━━━━━ Texte extrait

Eco-Business

Saison agricole. Akhannouch rassure

Le gouvernement, qui est en train de réviser la loi de Finances, devra prendre en considération la baisse de la production céréalière à 30 millions de quintaux au lieu de la prévision initiale de 70 millions de quintaux dans le cadre du Budget 2020. Il s’agit d’une baisse de 57,14% par rapport à l’hypothèse retenue pour l’année en cours et de 42% par rapport à l’année précédente. Malgré tout, le ministre de l’Agriculture, de la pêche maritime, du développement rural et des eaux et forêts, Aziz Akhannouch, qui a été interpellé, mardi 26 mai, par les parlementaires de la Chambre des conseillers, se montre rassurant quant à l’issue de cette saison et à l’approvisionnement du marché en différents produits. Il estime que c’est un secteur résilient grâce aux efforts consentis qui «ont permis aujourd’hui à l’agriculture marocaine d’acquérir une forte immunité et une capacité d’adaptation». En attestent, entre autres, les indicateurs ayant trait aux exportations des produits agricoles. À titre d’exemple, les exportations de primeurs ont totalisé 1,127 million de tonnes de primeurs jusqu’au 17 mai, soit une progression de 8%. Celles de tomates ont atteint près de 520.000 tonnes, soit une hausse de 4%.

━━━━━━━━━━

Objectif visé
Indiquez, d'après le texte extrait sur la saison agricole, à combien de quintaux la production céréalière est désormais estimée.

━━━━━ Données affichées

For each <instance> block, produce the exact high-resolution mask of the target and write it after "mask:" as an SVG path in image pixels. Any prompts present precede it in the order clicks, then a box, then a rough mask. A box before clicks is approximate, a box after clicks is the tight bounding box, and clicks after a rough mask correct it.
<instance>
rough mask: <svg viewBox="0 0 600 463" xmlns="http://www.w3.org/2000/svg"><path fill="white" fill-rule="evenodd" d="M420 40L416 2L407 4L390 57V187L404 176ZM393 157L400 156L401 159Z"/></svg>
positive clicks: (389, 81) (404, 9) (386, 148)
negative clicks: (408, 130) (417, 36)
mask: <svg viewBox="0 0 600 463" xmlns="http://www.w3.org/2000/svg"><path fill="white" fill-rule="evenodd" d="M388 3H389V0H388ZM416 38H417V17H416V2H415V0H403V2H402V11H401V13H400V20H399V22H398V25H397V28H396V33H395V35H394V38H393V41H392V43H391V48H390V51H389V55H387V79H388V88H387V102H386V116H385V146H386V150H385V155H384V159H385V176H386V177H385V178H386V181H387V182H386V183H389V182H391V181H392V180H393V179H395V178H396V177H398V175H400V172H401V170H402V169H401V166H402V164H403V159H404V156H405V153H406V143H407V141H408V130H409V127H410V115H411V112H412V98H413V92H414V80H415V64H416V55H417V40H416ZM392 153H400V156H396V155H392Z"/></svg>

━━━━━━━━━━

Solution de l'exercice
Elle est estimée à 30 millions de quintaux.